EXTRACT PROVIDED:
----

Attorney, Agent or Firm: Fitzpatrick, Cella, Harper &
Scinto
Claims
What we claim is:
1. An image transfer mechanism for transferring the image on an
image-bearing member onto a continuous transfer medium by bringing
said transfer medium into contact with the image on said
image-bearing member wherein said transfer medium is conveyed along
a path past a transfer section, said mechanism comprising first
conveyor means disposed upstream of the image transfer section in
the transfer medium conveyance path for intermittently conveying
the transfer medium at a constant velocity, second conveyor means
disposed downstream of said image transfer section for conveying
said transfer medium while slidably holding the non-image-bearing
surface thereof, and image transfer means disposed at the image
transfer section between said two conveyor means.
2. An image transfer mechanism according to claim 1, wherein said
second conveyor means includes a suction mechanism for engaging the
transfer medium.
3. An image transfer mechanism according to claim 1, wherein said
second conveyor means comprise an electrostatic adsorption
device.
4. An image transfer mechanism according to claim 2 or 3, wherein
said first conveyor means includes feed pins corresponding to
marginal punches provided in the transfer medium.
5. An image transfer mechanism according to claim 2 or 3, wherein
said first conveyor means comprises at least a pair of rollers.

----

PROVIDED MATERIAL:
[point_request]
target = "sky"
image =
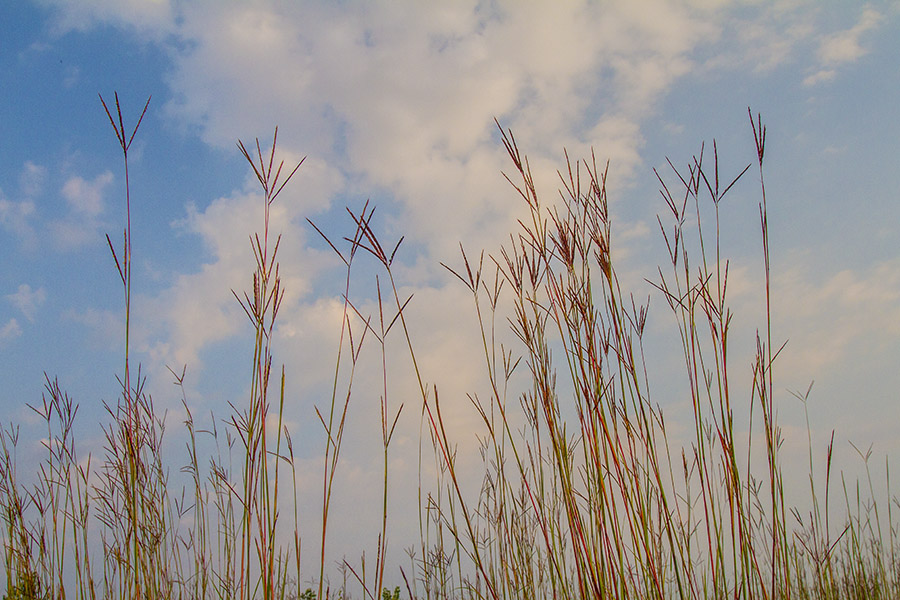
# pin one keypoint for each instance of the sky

----

OBJECTIVE: Return the stretch of the image transfer claims from "2. An image" through "pair of rollers.", word for word. The data plays no part here.

SOLVED PROBLEM:
2. An image transfer mechanism according to claim 1, wherein said
second conveyor means includes a suction mechanism for engaging the
transfer medium.
3. An image transfer mechanism according to claim 1, wherein said
second conveyor means comprise an electrostatic adsorption
device.
4. An image transfer mechanism according to claim 2 or 3, wherein
said first conveyor means includes feed pins corresponding to
marginal punches provided in the transfer medium.
5. An image transfer mechanism according to claim 2 or 3, wherein
said first conveyor means comprises at least a pair of rollers.